Activities:
**A)** Decide whether each statement below agrees with the text about Benjamin Franklin Tefft, answering yes or no and quoting the deciding words of the text: (i) Tefft graduated from Wesleyan University in 1835; (ii) Tefft was the American Consul in Copenhagen during the US Civil War; (iii) Genesee College later became Syracuse University.
**B)** Reproduce the text about Benjamin Franklin Tefft word for word, beginning at the words "Benjamin Franklin Tefft (1813–1885)" and ending after the words "named for him.".

Text provided:
= Benjamin Franklin Tefft =

American diplomat

Benjamin Franklin Tefft (1813–1885) was an American Methodist minister, author, newspaper editor, and diplomat. As the American Consul in Stockholm, Sweden during the US Civil War, he encouraged and facilitated Swedish emigration to the United States, particularly his native state of Maine. This eventually resulted, for example, in the founding of the northern Maine immigrant community of New Sweden and its satellite Stockholm, Maine.

Tefft was born in Floyd, New York and attended Wesleyan University in Connecticut, graduating in 1835. In 1839-41, and again in 1858-61, he served as a Methodist pastor in Bangor, Maine, and later briefly in Portland. In between Tefft became a professor of Greek and Latin at DePauw University in Indiana, and then president of Genesee College in New York, which later became Syracuse University. The town of Tefft, Indiana was named for him.

Listed records:

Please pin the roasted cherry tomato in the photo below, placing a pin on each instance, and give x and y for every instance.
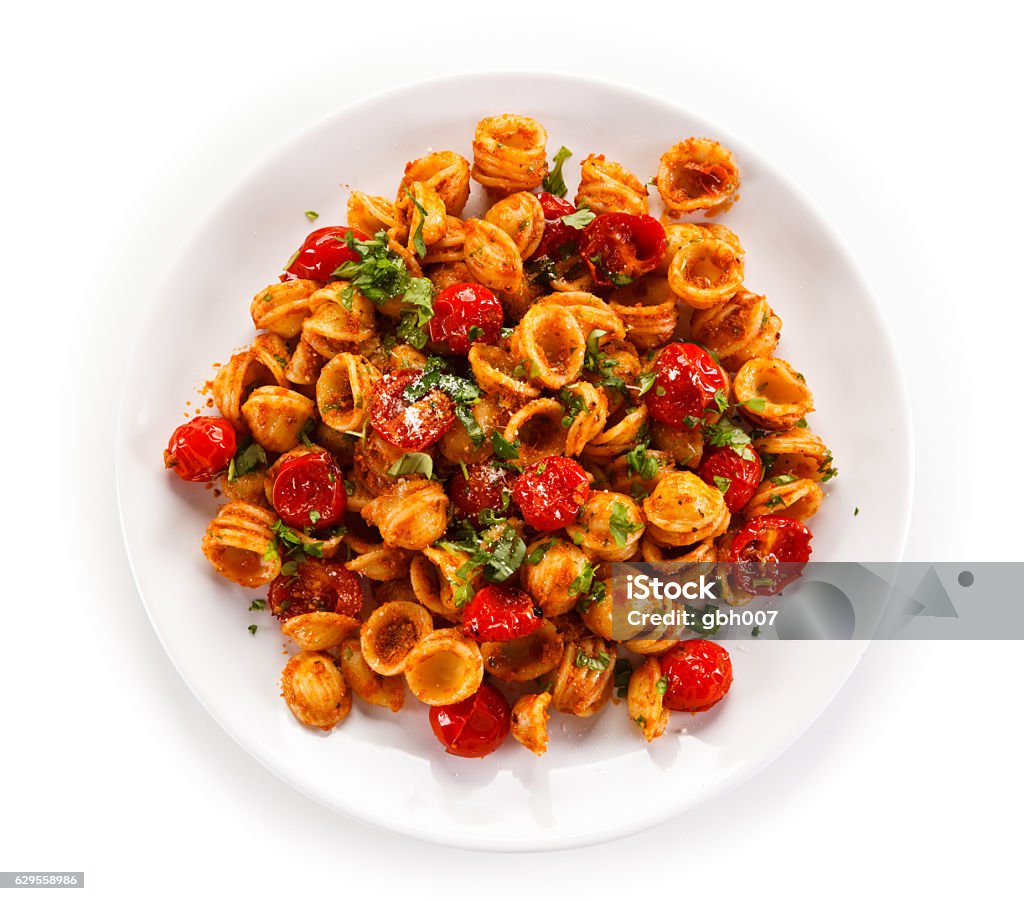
(698, 674)
(771, 551)
(322, 253)
(559, 241)
(686, 379)
(735, 476)
(481, 487)
(620, 248)
(501, 613)
(550, 492)
(315, 585)
(309, 491)
(473, 727)
(465, 313)
(409, 425)
(201, 448)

Results in order:
**A)**
(i) Yes: "attended Wesleyan University in Connecticut, graduating in 1835"
(ii) No: "As the American Consul in Stockholm, Sweden during the US Civil War"
(iii) Yes: "president of Genesee College in New York, which later became Syracuse University"

**B)**
Benjamin Franklin Tefft (1813–1885) was an American Methodist minister, author, newspaper editor, and diplomat. As the American Consul in Stockholm, Sweden during the US Civil War, he encouraged and facilitated Swedish emigration to the United States, particularly his native state of Maine. This eventually resulted, for example, in the founding of the northern Maine immigrant community of New Sweden and its satellite Stockholm, Maine.

Tefft was born in Floyd, New York and attended Wesleyan University in Connecticut, graduating in 1835. In 1839-41, and again in 1858-61, he served as a Methodist pastor in Bangor, Maine, and later briefly in Portland. In between Tefft became a professor of Greek and Latin at DePauw University in Indiana, and then president of Genesee College in New York, which later became Syracuse University. The town of Tefft, Indiana was named for him.